#### Given text:
►

How to shuffle big JSON file?-CodePudding

I have a JSON file with 1 000 000 entries in it (Size: 405 Mb). It looks like that:

[
  {
     "orderkey": 1,
     "name": "John",
     "age": 23,
     "email": "[email protected]"
  },
  {
     "orderkey": 2,
     "name": "Mark",
     "age": 33,
     "email": "[email protected]"
  },
...
]

The data is sorted by "orderkey", I need to shuffle data.

I tried to apply the following Python code. It worked for smaller JSON file, but did not work for my 405 MB one.

import json
import random

with open("sorted.json") as f:
     data = json.load(f)

random.shuffle(data)

with open("sorted.json") as f:
     json.dump(data, f, indent=2)

How to do it?

UPDATE:

Initially I got the following error:

~/Desktop/shuffleData$ python3 toShuffle.py 
Traceback (most recent call last):
  File "/home/andrei/Desktop/shuffleData/toShuffle.py", line 5, in <module>
    data = json.load(f)
  File "/usr/lib/python3.10/json/__init__.py", line 293, in load
    return loads(fp.read(),
  File "/usr/lib/python3.10/json/__init__.py", line 346, in loads
    return _default_decoder.decode(s)
  File "/usr/lib/python3.10/json/decoder.py", line 340, in decode
    raise JSONDecodeError("Extra data", s, end)
json.decoder.JSONDecodeError: Extra data: line 1 column 403646259 (char 403646258)

◄

#### Listed records:
►

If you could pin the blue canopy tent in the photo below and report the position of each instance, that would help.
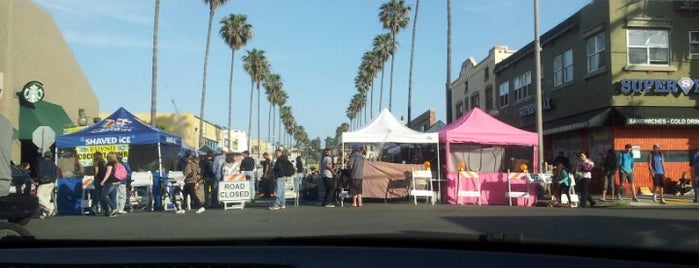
(120, 128)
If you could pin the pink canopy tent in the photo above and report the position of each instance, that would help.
(478, 128)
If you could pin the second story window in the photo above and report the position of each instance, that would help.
(521, 86)
(595, 53)
(648, 47)
(563, 68)
(488, 98)
(694, 44)
(504, 94)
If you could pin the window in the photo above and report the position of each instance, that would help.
(504, 96)
(475, 101)
(648, 47)
(595, 53)
(563, 68)
(459, 109)
(521, 86)
(694, 44)
(488, 98)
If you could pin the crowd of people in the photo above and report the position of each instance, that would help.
(567, 177)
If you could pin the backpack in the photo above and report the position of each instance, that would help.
(120, 172)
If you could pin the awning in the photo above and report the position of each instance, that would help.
(594, 118)
(657, 116)
(42, 114)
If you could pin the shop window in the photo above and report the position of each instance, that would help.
(522, 85)
(563, 67)
(504, 94)
(595, 53)
(648, 47)
(694, 44)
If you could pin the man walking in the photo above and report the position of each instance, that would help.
(279, 172)
(247, 167)
(626, 171)
(356, 168)
(46, 176)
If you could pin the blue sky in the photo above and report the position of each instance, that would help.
(315, 45)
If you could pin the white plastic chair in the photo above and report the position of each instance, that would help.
(512, 194)
(421, 186)
(471, 175)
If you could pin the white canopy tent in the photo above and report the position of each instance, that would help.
(385, 128)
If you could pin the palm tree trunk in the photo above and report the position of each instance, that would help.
(258, 117)
(252, 89)
(154, 79)
(449, 111)
(393, 59)
(203, 83)
(230, 99)
(412, 55)
(381, 92)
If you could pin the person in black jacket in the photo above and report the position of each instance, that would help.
(282, 167)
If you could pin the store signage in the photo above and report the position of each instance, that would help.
(684, 84)
(663, 121)
(530, 109)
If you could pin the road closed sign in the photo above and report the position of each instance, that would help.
(234, 191)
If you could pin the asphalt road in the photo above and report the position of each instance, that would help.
(669, 227)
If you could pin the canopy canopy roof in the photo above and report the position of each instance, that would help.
(478, 127)
(386, 128)
(121, 127)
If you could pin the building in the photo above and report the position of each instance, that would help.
(613, 73)
(476, 83)
(39, 77)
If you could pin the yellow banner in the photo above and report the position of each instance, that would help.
(86, 153)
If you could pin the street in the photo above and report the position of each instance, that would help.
(668, 227)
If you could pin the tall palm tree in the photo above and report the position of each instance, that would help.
(213, 5)
(394, 16)
(257, 66)
(449, 112)
(412, 56)
(384, 46)
(236, 32)
(154, 77)
(272, 84)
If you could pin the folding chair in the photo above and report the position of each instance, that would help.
(421, 186)
(514, 176)
(472, 193)
(142, 193)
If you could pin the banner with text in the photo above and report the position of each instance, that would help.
(86, 153)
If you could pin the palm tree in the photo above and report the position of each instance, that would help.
(154, 77)
(213, 5)
(257, 66)
(272, 84)
(384, 47)
(412, 55)
(394, 16)
(236, 32)
(449, 112)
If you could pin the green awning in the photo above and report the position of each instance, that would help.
(42, 114)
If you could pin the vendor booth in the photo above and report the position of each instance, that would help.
(144, 147)
(383, 179)
(488, 156)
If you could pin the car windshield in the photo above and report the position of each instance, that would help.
(559, 122)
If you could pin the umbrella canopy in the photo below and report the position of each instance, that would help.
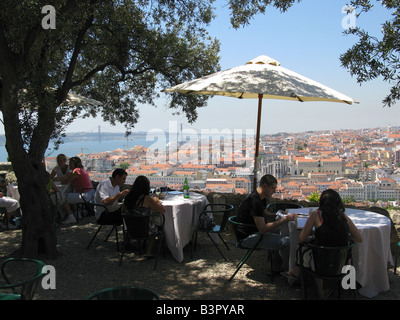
(261, 78)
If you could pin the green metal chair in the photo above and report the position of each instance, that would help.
(213, 208)
(249, 251)
(22, 276)
(396, 257)
(114, 225)
(124, 293)
(136, 226)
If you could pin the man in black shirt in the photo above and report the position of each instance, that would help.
(252, 212)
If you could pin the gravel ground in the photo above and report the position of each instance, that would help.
(80, 272)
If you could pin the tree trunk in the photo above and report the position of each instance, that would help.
(38, 222)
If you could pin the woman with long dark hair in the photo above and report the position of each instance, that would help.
(333, 228)
(139, 197)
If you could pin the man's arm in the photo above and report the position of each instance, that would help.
(268, 227)
(110, 200)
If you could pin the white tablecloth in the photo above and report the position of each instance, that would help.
(370, 257)
(180, 217)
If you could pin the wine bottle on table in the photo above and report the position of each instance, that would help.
(186, 189)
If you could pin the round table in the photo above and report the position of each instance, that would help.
(181, 216)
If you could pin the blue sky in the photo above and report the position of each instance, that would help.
(307, 39)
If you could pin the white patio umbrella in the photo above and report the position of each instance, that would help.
(261, 78)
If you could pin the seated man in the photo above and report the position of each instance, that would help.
(108, 193)
(12, 207)
(251, 211)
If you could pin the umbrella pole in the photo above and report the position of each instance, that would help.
(260, 96)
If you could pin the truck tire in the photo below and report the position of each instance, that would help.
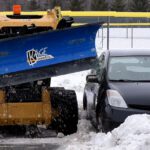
(65, 102)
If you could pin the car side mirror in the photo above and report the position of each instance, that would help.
(92, 78)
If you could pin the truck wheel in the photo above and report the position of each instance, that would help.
(65, 102)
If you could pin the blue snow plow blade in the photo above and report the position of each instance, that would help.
(43, 55)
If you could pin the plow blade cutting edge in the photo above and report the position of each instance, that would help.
(44, 55)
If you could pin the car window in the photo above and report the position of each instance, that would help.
(135, 68)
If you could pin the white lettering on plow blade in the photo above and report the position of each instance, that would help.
(33, 56)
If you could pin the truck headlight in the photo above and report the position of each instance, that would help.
(115, 99)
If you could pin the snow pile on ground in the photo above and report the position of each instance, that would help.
(133, 134)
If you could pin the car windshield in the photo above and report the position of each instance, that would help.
(133, 68)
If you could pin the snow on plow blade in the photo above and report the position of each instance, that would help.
(44, 55)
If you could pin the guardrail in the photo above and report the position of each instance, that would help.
(93, 14)
(118, 24)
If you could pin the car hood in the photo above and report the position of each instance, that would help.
(134, 93)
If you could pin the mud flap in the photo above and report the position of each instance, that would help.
(44, 55)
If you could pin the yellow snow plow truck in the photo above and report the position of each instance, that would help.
(33, 49)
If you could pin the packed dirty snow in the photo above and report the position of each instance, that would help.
(133, 134)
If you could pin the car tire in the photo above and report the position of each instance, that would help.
(65, 102)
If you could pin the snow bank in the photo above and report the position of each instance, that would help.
(133, 134)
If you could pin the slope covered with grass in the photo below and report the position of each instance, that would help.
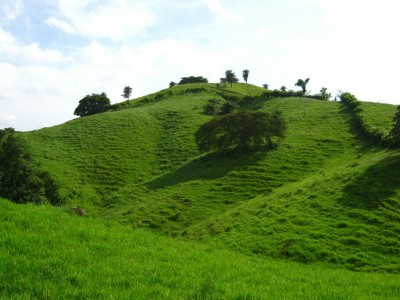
(323, 195)
(47, 253)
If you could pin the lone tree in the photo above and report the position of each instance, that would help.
(303, 84)
(92, 104)
(241, 131)
(394, 134)
(127, 92)
(245, 75)
(21, 180)
(193, 79)
(231, 77)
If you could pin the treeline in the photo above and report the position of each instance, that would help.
(374, 134)
(21, 179)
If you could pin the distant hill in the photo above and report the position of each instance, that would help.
(324, 195)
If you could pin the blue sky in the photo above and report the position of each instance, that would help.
(54, 52)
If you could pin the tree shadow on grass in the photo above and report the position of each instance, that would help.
(210, 166)
(375, 187)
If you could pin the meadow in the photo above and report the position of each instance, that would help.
(297, 220)
(48, 253)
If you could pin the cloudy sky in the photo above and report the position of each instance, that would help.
(54, 52)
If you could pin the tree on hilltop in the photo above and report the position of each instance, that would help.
(241, 131)
(21, 181)
(230, 77)
(92, 104)
(394, 134)
(127, 92)
(245, 75)
(193, 79)
(303, 84)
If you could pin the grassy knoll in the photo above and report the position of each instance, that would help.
(47, 253)
(323, 195)
(379, 116)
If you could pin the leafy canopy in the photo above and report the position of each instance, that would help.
(242, 131)
(92, 104)
(193, 79)
(127, 92)
(303, 84)
(21, 180)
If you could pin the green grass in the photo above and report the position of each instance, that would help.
(49, 253)
(379, 116)
(325, 195)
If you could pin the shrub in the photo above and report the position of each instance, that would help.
(241, 131)
(21, 180)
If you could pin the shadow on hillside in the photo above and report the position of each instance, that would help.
(211, 166)
(375, 187)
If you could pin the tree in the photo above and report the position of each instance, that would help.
(212, 107)
(394, 134)
(245, 74)
(231, 77)
(323, 94)
(193, 79)
(303, 84)
(127, 92)
(241, 131)
(92, 104)
(21, 180)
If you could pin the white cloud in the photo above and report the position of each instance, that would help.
(7, 120)
(63, 25)
(216, 7)
(10, 9)
(116, 20)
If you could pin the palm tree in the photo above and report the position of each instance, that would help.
(303, 84)
(230, 77)
(245, 74)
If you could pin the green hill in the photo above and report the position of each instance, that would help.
(324, 195)
(47, 253)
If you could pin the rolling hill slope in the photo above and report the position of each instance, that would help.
(323, 195)
(47, 253)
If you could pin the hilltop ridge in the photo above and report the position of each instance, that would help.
(139, 165)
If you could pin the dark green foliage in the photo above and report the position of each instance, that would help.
(245, 75)
(214, 107)
(193, 79)
(92, 104)
(20, 179)
(243, 130)
(371, 133)
(227, 108)
(230, 77)
(127, 92)
(394, 134)
(303, 84)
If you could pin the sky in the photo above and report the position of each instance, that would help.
(55, 52)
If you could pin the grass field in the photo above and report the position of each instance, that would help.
(235, 225)
(47, 253)
(325, 195)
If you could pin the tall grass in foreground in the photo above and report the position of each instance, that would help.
(47, 253)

◄

#### Given exercise 1:
Can you scale the records from the line containing "If you could pin the tall grass" through the end of the records, giving back only those lines, requests included, with every coordinate in the answers multiplied by 0.5 and rounded to a whole number, halves rounding up?
#### Given exercise 2:
Could you continue the forum thread about shuffling a large JSON file from where it stops?

#### Answer 1:
If you could pin the tall grass in foreground in the photo above and report the position of each instance, that would help.
(24, 127)

#### Answer 2:
Figured out that the problem was that I had "}" in the end of JSON file. I had [{...},{...}]} that was not valid.

Removing "}" fixed the problem.

CodePudding user response：

Figured out that the problem was that I had "}" in the end of JSON file. I had [{...},{...}]} that was not valid format.

Removing "}" in the end fixed the problem.

Provided python code works.

CodePudding user response：

Well this should ideally work unless you have memory constraints.

import random
random.shuffle(data)

In case you are looking for another way and would like to benchmark which is faster for the huge set, you can use the sci-kit learn libraries shuffle function.

from sklearn.utils import shuffle

shuffled_data = shuffle(data)
print(shuffled_data)

Note: Additional package has to be installed called Scikit learn. (pip install -U scikit-learn)